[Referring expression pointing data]
■ ■ ■ ■ ■
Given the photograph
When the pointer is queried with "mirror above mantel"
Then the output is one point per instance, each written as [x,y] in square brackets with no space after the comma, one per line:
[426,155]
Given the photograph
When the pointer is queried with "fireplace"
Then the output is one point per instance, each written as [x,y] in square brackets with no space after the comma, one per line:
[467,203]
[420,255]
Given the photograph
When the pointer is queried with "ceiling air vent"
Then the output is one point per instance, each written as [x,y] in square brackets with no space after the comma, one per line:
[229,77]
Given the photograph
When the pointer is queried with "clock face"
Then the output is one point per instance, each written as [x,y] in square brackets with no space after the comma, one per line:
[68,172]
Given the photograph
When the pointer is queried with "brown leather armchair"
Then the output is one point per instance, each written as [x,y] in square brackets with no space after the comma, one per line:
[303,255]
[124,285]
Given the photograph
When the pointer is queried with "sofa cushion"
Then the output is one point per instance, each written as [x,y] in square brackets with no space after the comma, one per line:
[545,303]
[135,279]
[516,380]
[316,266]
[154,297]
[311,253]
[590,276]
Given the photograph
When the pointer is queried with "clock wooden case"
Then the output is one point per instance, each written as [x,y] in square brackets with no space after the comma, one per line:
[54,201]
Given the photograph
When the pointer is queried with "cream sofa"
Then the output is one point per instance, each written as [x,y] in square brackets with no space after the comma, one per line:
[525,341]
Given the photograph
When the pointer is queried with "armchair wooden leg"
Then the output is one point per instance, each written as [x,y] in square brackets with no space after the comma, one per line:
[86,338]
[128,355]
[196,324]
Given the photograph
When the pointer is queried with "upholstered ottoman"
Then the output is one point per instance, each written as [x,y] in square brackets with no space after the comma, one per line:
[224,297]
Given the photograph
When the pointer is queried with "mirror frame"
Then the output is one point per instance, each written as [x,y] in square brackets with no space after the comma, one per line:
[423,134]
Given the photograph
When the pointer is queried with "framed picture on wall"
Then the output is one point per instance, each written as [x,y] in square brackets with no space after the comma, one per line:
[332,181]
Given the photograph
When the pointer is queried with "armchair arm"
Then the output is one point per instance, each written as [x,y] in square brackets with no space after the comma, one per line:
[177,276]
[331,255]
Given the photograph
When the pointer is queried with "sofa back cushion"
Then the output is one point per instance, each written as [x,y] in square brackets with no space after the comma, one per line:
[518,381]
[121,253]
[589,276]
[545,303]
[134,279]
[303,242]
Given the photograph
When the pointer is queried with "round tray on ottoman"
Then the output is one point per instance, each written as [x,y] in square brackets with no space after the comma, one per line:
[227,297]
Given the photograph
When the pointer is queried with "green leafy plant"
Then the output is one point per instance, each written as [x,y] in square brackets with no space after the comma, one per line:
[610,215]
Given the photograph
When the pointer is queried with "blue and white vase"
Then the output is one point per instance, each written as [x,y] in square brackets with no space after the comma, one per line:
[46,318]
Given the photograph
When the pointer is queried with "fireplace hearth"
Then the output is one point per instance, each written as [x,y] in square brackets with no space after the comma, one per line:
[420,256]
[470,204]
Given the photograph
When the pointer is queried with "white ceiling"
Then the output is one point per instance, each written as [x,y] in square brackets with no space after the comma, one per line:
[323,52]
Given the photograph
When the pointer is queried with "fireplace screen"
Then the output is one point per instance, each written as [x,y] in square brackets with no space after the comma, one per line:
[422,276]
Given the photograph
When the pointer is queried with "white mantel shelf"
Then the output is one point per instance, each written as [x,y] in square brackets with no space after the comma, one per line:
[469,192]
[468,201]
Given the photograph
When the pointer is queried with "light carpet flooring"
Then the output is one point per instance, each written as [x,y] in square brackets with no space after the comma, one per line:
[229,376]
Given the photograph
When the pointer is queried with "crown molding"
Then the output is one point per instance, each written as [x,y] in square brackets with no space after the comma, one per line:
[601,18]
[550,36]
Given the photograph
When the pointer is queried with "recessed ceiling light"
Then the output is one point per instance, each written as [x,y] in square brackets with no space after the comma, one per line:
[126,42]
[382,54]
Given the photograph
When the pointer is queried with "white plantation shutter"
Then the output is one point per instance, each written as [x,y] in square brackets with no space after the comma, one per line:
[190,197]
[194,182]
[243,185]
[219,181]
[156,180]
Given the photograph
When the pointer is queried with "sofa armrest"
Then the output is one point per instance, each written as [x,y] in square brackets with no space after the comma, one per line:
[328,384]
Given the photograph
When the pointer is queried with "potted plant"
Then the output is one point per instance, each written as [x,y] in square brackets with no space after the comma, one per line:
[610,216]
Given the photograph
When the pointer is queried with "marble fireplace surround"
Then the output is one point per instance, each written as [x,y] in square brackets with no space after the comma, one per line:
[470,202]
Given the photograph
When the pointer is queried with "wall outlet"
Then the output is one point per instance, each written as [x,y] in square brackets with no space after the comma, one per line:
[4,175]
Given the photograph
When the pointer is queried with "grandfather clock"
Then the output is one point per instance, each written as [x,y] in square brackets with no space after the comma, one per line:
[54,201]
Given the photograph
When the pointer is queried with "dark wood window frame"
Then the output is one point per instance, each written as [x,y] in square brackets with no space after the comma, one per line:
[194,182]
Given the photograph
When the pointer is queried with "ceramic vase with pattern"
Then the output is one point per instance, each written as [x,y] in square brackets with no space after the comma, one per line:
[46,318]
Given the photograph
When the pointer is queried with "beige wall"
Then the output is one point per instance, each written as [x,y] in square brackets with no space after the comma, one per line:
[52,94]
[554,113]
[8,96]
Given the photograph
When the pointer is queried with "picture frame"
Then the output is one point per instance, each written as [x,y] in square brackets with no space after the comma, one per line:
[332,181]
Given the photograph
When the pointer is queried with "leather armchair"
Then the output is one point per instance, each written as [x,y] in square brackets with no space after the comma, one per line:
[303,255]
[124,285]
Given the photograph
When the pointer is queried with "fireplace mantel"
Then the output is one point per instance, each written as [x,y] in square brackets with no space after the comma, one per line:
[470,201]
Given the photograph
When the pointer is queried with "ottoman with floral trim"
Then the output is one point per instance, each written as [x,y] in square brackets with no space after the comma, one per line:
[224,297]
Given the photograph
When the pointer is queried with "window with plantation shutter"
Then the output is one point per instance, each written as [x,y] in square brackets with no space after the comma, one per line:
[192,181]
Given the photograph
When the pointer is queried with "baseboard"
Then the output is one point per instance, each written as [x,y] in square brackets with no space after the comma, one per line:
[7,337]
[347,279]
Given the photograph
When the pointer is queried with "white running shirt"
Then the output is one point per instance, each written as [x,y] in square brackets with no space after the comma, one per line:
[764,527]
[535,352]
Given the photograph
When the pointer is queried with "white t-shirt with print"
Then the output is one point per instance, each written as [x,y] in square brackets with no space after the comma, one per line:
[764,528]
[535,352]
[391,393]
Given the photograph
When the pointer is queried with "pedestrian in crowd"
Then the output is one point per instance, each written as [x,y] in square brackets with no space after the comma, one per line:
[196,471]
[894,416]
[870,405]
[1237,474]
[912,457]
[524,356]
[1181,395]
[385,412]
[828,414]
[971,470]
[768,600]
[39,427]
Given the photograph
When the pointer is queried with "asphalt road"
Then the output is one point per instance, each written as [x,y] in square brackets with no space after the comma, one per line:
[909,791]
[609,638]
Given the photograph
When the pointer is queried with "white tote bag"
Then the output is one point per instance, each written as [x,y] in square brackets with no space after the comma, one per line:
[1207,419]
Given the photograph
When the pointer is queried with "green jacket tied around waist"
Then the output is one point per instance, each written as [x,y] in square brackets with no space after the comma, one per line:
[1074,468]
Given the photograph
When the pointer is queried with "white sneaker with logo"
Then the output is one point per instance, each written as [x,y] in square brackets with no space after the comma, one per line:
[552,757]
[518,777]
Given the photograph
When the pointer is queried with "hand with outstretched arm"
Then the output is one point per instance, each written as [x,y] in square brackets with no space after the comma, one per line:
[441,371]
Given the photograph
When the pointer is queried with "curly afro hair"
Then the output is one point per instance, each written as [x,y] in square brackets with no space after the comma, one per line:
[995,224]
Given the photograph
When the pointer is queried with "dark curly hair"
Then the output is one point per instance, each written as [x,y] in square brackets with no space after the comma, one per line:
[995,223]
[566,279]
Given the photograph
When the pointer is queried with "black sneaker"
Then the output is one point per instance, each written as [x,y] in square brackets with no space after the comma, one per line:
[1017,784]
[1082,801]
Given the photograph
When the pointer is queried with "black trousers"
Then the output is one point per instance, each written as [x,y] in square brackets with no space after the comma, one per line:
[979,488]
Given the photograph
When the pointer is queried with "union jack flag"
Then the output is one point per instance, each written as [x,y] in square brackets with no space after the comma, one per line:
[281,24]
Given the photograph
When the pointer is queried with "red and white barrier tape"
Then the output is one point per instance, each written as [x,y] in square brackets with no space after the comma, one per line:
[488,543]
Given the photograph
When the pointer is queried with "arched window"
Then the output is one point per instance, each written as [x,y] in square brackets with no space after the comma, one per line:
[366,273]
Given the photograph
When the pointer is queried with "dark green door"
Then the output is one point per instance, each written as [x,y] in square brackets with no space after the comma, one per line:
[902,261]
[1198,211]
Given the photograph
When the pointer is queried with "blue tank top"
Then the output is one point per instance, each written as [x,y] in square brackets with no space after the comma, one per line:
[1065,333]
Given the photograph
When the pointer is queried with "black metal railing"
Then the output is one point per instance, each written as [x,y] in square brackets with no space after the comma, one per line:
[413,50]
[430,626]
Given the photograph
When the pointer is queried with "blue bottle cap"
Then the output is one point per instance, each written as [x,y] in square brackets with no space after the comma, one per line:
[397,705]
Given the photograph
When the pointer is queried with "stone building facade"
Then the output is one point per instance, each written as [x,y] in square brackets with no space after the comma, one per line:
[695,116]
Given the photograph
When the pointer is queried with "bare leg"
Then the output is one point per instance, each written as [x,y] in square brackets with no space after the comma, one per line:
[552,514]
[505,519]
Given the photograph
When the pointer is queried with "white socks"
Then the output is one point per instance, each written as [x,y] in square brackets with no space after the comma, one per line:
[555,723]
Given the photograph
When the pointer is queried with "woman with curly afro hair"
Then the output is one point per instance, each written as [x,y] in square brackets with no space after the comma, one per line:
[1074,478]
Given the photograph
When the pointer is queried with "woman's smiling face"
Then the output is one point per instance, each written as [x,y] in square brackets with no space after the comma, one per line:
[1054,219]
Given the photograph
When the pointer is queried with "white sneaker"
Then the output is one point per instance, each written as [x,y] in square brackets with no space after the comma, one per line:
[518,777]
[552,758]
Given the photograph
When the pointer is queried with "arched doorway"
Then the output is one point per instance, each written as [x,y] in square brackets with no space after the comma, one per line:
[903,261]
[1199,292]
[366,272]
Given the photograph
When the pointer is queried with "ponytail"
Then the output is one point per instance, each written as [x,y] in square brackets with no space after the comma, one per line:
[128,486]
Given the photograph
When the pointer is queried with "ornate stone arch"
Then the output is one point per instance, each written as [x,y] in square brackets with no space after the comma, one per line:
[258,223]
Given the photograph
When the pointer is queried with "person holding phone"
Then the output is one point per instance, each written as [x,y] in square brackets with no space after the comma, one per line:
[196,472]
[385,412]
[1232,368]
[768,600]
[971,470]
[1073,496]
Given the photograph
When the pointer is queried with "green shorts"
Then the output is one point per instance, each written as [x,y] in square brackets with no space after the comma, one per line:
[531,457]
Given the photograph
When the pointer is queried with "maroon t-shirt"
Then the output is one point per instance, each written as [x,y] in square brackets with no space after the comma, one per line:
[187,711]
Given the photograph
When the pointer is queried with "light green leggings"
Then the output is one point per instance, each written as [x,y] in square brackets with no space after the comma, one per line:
■ ■ ■ ■ ■
> [Problem requirements] Filter the entries above and keep only the lines with the word "mirror".

> [Output of the task]
When the pointer is queried with "mirror above mantel"
When the pointer is queried with "mirror frame"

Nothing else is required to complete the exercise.